Задание – Переведите на английский язык предложение из отрывка с письмом Косолапова: «Сейчас я буду переезжать в мастерскую и в другую квартиру поближе к мастерской».

Отрывок документа –
■ ■ ■ ■ ■ ■ ■

Последний фильм – «Гвозди» (у каждого свой «гвоздь» в жизни). В последних кадрах человек забивает гвозди в белую стену. Из зала выходят и к нему присоединяются другие, и под белым лучом забивают гвозди в деревянный экран.
Косолапов – Шелковскому 12.76
Дорогой Игорь!
Спасибо большое за открытку и извини меня за кислое, запоздалое письмо. Настроение пляшет, я не научился им руководить.
Мне жаловаться грех. Всё у нас хорошо. Сейчас я буду переезжать в мастерскую и в другую квартиру поближе к мастерской. Полуподвал, с тремя окнами, с большой площадью – около 70 м2. Он чем-то напоминает московскую, и недорого, 40$ в месяц – это по N. Y. ценам дёшево. Её я буду оплачивать с парттайма. Я работаю день в неделю, я тебе писал об этом. В общем, у меня большие планы и большое желание работать. Как перееду, сообщу адрес. Посылаем тебе небольшой презент – не знаю, дойдёт ли в письме? Мы с Людой поздравляем тебя с Рождеством и Новым Годом!

■ ■ ■ ■ ■ ■ ■

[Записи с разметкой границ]
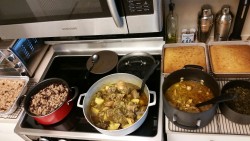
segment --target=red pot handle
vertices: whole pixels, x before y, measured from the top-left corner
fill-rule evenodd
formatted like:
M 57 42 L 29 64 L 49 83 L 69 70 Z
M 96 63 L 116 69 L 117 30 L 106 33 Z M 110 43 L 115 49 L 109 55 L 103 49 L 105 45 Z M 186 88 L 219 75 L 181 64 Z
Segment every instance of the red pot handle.
M 77 88 L 77 87 L 71 87 L 71 90 L 72 90 L 72 89 L 75 90 L 75 94 L 74 94 L 74 96 L 73 96 L 70 100 L 67 101 L 67 104 L 68 104 L 68 105 L 70 104 L 70 102 L 72 102 L 74 99 L 76 99 L 76 97 L 77 97 L 77 95 L 78 95 L 78 88 Z

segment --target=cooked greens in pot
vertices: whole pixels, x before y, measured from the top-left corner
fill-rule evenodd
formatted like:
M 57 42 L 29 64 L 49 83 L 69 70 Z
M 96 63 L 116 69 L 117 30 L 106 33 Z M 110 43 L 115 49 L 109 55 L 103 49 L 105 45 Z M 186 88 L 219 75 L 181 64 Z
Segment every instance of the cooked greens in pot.
M 227 89 L 225 93 L 237 95 L 234 100 L 226 102 L 231 109 L 241 114 L 250 115 L 250 89 L 237 86 Z
M 201 107 L 195 105 L 212 99 L 214 95 L 207 86 L 203 85 L 202 81 L 181 80 L 167 89 L 165 97 L 173 107 L 181 111 L 198 113 L 210 109 L 212 105 Z
M 147 109 L 148 97 L 138 86 L 119 81 L 101 87 L 90 101 L 92 123 L 107 130 L 123 129 L 139 120 Z

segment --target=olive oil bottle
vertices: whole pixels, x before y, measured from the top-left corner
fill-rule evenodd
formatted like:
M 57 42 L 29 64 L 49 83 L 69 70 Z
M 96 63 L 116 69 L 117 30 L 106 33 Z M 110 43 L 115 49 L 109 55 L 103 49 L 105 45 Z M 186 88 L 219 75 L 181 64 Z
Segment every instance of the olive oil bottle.
M 165 28 L 165 40 L 166 43 L 176 43 L 178 40 L 178 19 L 177 15 L 174 13 L 175 4 L 170 2 L 169 13 L 166 17 L 166 28 Z

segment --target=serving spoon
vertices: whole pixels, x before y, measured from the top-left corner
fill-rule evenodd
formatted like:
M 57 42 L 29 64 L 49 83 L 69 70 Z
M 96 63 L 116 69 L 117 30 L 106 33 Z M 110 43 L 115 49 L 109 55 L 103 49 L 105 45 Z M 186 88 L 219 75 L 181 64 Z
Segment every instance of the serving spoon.
M 88 78 L 89 76 L 89 73 L 92 71 L 92 69 L 94 68 L 96 62 L 99 60 L 99 55 L 97 54 L 93 54 L 91 56 L 91 62 L 92 62 L 92 66 L 89 68 L 89 70 L 87 70 L 86 74 L 85 74 L 85 79 Z
M 159 65 L 159 61 L 157 60 L 155 64 L 153 64 L 153 66 L 151 66 L 151 68 L 148 70 L 148 72 L 146 72 L 143 80 L 142 80 L 142 84 L 141 84 L 141 88 L 137 90 L 137 92 L 139 94 L 141 94 L 145 88 L 145 84 L 146 81 L 148 80 L 148 78 L 151 76 L 151 74 L 154 72 L 155 68 Z

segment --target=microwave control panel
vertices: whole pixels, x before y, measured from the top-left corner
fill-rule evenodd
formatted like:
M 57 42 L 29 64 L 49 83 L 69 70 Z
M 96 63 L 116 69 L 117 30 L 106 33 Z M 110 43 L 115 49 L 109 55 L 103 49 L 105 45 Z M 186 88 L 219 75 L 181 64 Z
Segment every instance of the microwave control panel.
M 124 0 L 127 16 L 153 14 L 153 0 Z

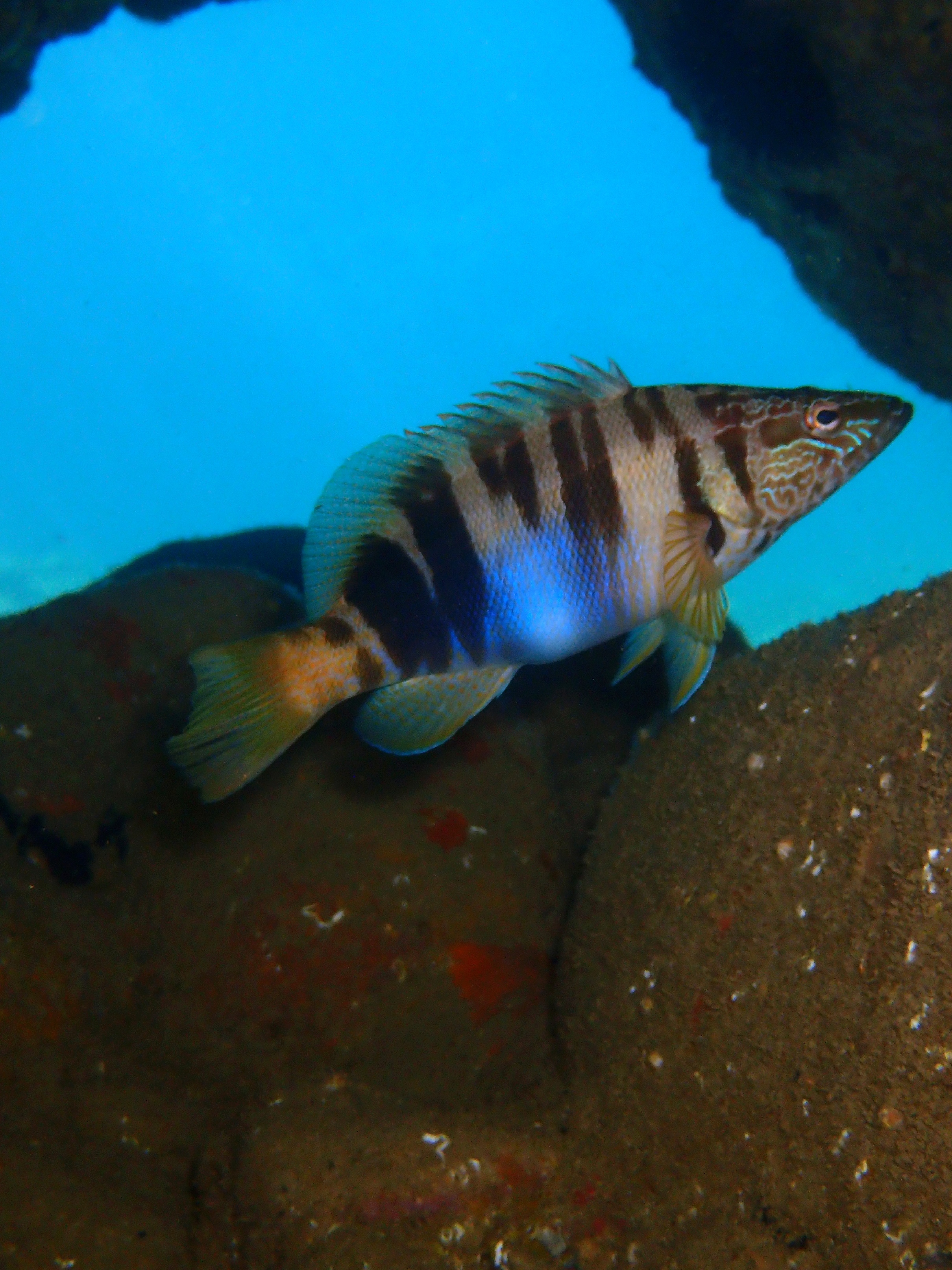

■ ■ ■ ■ ■ ■ ■

Результат задания – I am about to move into a studio and into another apartment closer to the studio.